------ DATA FOR THIS TASK
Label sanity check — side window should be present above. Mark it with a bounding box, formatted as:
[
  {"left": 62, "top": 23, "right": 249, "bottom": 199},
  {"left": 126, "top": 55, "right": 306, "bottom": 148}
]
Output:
------------
» **EXERCISE AIM**
Rewrite the items above, swapping "bounding box" for "rectangle" and leaving every other word unchanged.

» **EXPECTED ANSWER**
Label sanity check — side window should be present above. Mark it with a rectangle, formatted as:
[
  {"left": 62, "top": 23, "right": 249, "bottom": 199},
  {"left": 126, "top": 55, "right": 306, "bottom": 148}
]
Output:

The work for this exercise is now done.